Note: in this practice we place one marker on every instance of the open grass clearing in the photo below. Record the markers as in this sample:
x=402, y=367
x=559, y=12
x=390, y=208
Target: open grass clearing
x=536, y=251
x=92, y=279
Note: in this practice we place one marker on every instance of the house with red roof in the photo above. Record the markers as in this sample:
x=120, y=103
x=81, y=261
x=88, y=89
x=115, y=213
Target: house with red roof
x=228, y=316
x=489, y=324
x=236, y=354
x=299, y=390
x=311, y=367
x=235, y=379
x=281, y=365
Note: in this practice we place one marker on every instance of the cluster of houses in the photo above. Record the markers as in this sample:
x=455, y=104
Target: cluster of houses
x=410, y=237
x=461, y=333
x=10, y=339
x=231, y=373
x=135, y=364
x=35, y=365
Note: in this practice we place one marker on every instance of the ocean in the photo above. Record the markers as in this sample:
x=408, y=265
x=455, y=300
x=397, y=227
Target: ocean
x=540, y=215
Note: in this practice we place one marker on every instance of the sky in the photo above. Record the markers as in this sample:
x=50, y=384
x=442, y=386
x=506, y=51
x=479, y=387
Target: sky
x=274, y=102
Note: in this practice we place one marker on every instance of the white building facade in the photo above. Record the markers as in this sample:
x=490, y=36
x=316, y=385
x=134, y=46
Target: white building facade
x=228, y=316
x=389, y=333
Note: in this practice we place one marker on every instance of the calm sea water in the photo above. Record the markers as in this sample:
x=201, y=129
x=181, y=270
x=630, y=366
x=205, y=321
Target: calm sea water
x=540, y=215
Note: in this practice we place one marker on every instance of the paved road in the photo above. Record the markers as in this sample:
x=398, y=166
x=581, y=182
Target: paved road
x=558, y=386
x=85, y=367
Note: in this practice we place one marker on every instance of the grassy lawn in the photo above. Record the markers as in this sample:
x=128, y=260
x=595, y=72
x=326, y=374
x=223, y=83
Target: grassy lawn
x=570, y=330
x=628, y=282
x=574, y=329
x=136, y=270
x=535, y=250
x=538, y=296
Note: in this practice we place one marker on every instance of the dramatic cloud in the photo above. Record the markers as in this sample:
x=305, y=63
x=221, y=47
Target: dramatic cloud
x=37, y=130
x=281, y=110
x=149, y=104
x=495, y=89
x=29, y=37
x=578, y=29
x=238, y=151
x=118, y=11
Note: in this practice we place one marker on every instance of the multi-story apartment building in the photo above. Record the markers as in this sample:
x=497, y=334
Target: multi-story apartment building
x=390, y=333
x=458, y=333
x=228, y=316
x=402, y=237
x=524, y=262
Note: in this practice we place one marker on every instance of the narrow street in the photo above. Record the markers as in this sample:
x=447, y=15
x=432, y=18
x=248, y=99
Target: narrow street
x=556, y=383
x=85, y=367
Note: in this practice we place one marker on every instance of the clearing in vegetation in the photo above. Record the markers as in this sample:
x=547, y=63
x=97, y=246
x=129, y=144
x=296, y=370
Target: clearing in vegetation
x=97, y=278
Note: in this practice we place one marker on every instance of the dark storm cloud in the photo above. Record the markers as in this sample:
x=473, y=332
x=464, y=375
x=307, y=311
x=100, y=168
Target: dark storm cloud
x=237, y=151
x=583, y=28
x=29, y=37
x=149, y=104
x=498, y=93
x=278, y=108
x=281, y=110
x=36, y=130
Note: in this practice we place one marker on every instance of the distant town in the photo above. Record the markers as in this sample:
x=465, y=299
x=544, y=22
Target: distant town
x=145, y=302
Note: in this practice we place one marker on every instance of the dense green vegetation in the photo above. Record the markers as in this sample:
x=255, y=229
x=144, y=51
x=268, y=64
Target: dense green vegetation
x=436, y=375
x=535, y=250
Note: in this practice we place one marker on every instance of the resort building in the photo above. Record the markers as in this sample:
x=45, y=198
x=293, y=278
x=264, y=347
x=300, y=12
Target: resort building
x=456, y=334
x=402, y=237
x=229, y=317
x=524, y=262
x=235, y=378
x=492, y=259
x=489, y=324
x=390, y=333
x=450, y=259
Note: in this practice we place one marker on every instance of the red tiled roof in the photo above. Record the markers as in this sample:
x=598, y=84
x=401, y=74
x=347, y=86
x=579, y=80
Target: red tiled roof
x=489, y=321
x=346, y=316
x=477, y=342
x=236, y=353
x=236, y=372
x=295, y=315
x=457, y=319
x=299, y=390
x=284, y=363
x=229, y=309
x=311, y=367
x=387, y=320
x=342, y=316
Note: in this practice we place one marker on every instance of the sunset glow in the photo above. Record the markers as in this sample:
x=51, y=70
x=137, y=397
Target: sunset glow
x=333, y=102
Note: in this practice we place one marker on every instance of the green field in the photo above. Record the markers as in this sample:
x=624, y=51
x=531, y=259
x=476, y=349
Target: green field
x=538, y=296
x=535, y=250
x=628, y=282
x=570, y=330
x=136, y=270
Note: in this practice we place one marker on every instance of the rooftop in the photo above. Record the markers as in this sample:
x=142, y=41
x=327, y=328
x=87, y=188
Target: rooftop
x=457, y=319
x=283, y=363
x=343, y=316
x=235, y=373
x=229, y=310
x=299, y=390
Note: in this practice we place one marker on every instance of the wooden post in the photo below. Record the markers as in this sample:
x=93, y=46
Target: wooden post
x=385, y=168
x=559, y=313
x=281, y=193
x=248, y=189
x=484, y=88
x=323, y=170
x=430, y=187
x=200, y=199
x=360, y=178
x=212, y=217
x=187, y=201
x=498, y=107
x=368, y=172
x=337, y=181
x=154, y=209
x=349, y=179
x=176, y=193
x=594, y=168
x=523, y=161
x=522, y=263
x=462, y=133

++++++

(Exercise instructions) Please give back only the part of the records that opens with the line containing "of the house" and closes with the line containing "x=281, y=365", substituting "tiled roof" for "red roof" everywhere in it and changing nothing else.

(Complete response)
Note: in this practice we place one marker on every instance of the house with tiled roof in the photo above. Record the markers as in this sample:
x=120, y=103
x=81, y=261
x=88, y=89
x=115, y=213
Target: house with tiled roof
x=228, y=316
x=489, y=324
x=236, y=354
x=299, y=390
x=311, y=367
x=235, y=379
x=281, y=365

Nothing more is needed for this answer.